(Pointing records)

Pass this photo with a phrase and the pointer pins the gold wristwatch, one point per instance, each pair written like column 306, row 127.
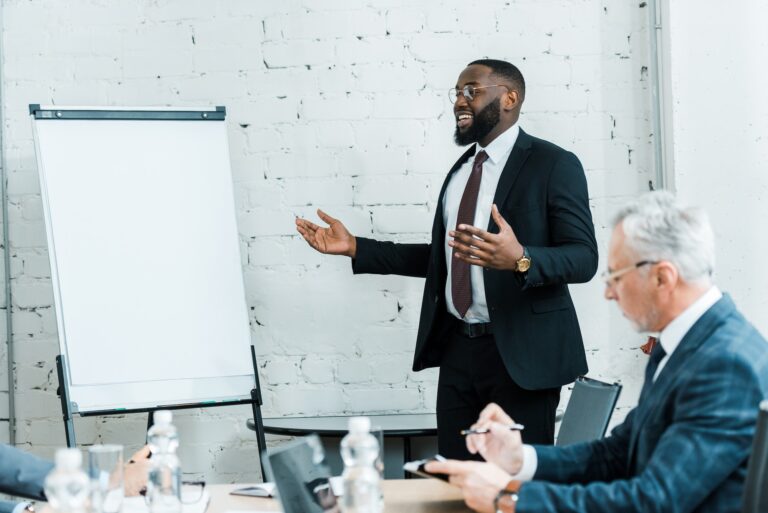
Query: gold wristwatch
column 505, row 501
column 524, row 262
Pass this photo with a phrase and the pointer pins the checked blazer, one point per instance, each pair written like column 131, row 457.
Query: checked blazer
column 684, row 448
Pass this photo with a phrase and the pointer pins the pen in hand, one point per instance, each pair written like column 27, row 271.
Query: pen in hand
column 483, row 431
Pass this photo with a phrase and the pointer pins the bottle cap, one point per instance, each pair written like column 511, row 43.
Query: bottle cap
column 359, row 425
column 68, row 459
column 163, row 417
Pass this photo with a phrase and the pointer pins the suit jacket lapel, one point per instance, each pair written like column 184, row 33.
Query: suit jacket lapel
column 654, row 394
column 438, row 226
column 520, row 152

*EXERCISE AIM*. Convert the items from their first line up to and including the line with "column 524, row 262" into a numbered list, skipping blank lines and leaving out the pictures.

*SOLUTION TO THIS TASK*.
1. Pass this photo with a phrase and the pointer pins the gold wristwatch, one point per instance, each pair written like column 306, row 127.
2. Query: gold wristwatch
3. column 505, row 501
4. column 524, row 262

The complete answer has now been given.